The request
Reproduce the rows below word for word, starting with the line that contains "locate the two-story house in the photo above" and going on through the final row. Include both of those lines and no others.

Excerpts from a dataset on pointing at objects
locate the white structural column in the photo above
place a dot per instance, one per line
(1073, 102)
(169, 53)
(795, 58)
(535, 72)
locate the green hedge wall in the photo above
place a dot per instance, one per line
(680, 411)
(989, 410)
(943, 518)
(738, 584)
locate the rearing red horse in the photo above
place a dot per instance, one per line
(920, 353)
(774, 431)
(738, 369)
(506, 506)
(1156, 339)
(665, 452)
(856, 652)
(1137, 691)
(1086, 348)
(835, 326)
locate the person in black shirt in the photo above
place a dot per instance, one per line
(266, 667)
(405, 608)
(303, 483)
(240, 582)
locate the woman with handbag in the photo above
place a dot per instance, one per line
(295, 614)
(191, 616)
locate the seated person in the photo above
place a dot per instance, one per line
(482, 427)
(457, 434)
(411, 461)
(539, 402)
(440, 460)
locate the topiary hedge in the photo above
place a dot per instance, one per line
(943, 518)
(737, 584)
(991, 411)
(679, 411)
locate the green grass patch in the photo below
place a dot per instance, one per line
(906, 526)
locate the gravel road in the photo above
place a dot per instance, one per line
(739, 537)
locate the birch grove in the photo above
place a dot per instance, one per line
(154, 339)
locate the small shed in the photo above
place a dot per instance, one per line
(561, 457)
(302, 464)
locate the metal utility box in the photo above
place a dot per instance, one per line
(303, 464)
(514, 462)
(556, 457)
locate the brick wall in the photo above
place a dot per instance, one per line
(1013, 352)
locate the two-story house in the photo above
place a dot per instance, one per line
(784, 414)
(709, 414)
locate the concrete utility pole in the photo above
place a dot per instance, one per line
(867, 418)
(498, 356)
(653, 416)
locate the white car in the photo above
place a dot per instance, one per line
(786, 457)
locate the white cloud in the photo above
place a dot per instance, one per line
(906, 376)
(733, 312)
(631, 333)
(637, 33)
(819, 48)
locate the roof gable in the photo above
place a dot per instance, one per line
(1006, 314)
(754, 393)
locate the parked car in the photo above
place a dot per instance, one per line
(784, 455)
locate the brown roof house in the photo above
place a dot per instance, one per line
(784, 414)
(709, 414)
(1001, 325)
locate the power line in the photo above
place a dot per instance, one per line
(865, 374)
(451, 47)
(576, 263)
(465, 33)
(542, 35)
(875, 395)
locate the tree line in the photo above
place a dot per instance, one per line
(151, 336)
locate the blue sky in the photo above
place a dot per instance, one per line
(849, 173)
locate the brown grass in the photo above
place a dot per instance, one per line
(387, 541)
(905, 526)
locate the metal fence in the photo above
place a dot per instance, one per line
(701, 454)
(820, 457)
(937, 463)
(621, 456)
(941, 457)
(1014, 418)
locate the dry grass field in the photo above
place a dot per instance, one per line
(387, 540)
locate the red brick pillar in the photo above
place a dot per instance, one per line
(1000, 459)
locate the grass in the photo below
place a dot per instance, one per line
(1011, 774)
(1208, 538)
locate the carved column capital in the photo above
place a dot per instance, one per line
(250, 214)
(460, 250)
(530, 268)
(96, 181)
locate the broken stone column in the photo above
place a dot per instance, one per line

Output below
locate the two-story house in the photo above
place a dot per instance, one per line
(784, 414)
(709, 414)
locate the concrete utility pole in the photo above
place a dot per instance, one per line
(867, 418)
(498, 356)
(653, 416)
locate the white car in the photo above
place a dot per instance, one per line
(786, 457)
locate the white cloud in the photo above
place a dot per instance, one per line
(906, 376)
(733, 312)
(631, 333)
(637, 33)
(819, 48)
locate the roof gable in the photo above
place a dot per instance, one per line
(1006, 314)
(754, 393)
locate the parked car in the photo above
place a dot per instance, one per line
(784, 455)
locate the brown roof house in the photo above
place a dot per instance, one per line
(784, 414)
(709, 414)
(1001, 325)
locate the power line in the photo above
place a dot per instance, one per line
(865, 374)
(451, 47)
(576, 263)
(465, 33)
(542, 35)
(875, 395)
locate the tree line in the photo above
place a dot per instance, one per line
(151, 336)
locate the blue sky in the photo above
place a dot per instance, one per line
(849, 173)
locate the brown grass in the photo above
place a dot per instance, one per line
(387, 541)
(905, 526)
locate the metal fence in the photo above
place a dot per instance, one per line
(701, 454)
(820, 457)
(937, 463)
(621, 456)
(941, 457)
(1014, 418)
locate the dry grass field in the photo above
place a dot per instance, one per line
(387, 540)
locate the red brick pillar in the photo above
place a dot per instance, one per line
(1000, 459)
locate the grass in the photo below
place a dot per instance, one per line
(1011, 774)
(1208, 538)
locate the carved column capital in the photo above
place a dot per instance, one per line
(250, 214)
(460, 250)
(530, 268)
(96, 181)
locate the broken stone column in the photo above
place a dot per instance, one per line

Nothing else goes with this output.